-- start DATA IN THIS EXERCISE --
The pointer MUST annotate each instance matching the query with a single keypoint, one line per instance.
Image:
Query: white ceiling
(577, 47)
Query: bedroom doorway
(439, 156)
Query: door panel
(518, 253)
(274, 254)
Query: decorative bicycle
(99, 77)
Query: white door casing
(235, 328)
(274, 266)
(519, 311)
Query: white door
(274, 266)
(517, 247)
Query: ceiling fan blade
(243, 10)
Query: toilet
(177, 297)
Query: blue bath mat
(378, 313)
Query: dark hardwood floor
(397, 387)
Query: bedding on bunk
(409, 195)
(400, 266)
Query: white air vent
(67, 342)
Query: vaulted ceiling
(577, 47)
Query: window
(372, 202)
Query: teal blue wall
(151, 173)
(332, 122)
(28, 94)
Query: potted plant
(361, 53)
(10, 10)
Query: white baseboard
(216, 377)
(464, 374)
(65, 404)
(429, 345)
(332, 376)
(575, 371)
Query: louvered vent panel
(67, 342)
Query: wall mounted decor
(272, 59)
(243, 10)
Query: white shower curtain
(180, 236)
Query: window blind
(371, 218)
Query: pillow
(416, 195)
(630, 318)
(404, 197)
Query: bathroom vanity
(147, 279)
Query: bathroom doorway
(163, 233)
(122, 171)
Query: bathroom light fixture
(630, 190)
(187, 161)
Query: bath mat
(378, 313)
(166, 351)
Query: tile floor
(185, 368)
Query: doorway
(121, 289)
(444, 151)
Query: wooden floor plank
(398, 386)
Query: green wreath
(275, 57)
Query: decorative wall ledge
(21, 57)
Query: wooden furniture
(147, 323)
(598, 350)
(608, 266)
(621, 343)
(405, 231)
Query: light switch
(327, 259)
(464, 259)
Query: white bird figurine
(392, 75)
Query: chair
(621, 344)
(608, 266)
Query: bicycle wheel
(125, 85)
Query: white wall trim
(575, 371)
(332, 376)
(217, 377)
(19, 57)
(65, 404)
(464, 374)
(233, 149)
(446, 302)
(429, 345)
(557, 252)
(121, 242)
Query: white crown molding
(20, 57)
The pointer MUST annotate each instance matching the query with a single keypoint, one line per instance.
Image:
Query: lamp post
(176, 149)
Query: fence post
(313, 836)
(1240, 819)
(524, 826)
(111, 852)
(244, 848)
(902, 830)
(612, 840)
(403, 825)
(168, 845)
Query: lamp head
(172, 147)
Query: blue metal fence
-- end DATA IN THIS EXERCISE --
Retype all of the material, keeping each line exact.

▶ _RESPONSE TO THIS TASK_
The pointer MUST annotate each instance matching the query with a single keypoint, one line per instance.
Image:
Query: white ceiling
(577, 47)
Query: bedroom doorway
(439, 156)
Query: door panel
(518, 253)
(274, 254)
Query: decorative bicycle
(99, 77)
Query: white door casing
(235, 328)
(274, 266)
(519, 311)
Query: white door
(274, 266)
(517, 247)
Query: ceiling fan blade
(243, 10)
Query: toilet
(177, 297)
Query: blue bath mat
(378, 313)
Query: dark hardwood floor
(397, 387)
Query: bedding on bunk
(409, 195)
(400, 266)
Query: white air vent
(67, 342)
Query: vaulted ceiling
(577, 47)
Query: window
(372, 202)
Query: teal blue wall
(151, 173)
(332, 122)
(28, 94)
Query: potted plant
(361, 53)
(10, 10)
Query: white baseboard
(216, 377)
(464, 374)
(65, 404)
(429, 345)
(332, 376)
(575, 371)
Query: louvered vent panel
(67, 342)
Query: wall mounted decor
(272, 59)
(243, 10)
Query: white shower curtain
(180, 236)
Query: window blind
(371, 218)
Query: pillow
(416, 195)
(630, 318)
(404, 197)
Query: bathroom vanity
(147, 279)
Query: bathroom doorway
(163, 233)
(122, 171)
Query: bathroom light fixture
(630, 190)
(187, 161)
Query: bath mat
(378, 313)
(166, 351)
Query: tile floor
(185, 368)
Query: doorway
(121, 289)
(444, 151)
Query: wooden floor plank
(398, 386)
Query: green wreath
(275, 57)
Query: decorative wall ledge
(21, 57)
Query: wooden furniture
(147, 323)
(598, 350)
(608, 266)
(621, 343)
(405, 231)
Query: light switch
(327, 259)
(464, 259)
Query: white bird figurine
(392, 75)
Query: chair
(621, 344)
(608, 266)
Query: bicycle wheel
(125, 85)
Query: white wall trim
(575, 371)
(332, 376)
(217, 377)
(19, 57)
(65, 404)
(464, 374)
(233, 149)
(446, 302)
(429, 345)
(557, 252)
(121, 242)
Query: white crown molding
(20, 57)
The pointer MUST annotate each instance matching the query with a single keypoint, one line per instance.
Image:
Query: lamp post
(176, 149)
Query: fence post
(313, 836)
(1240, 819)
(524, 826)
(111, 852)
(244, 848)
(902, 830)
(612, 840)
(403, 825)
(168, 845)
Query: lamp head
(172, 147)
Query: blue metal fence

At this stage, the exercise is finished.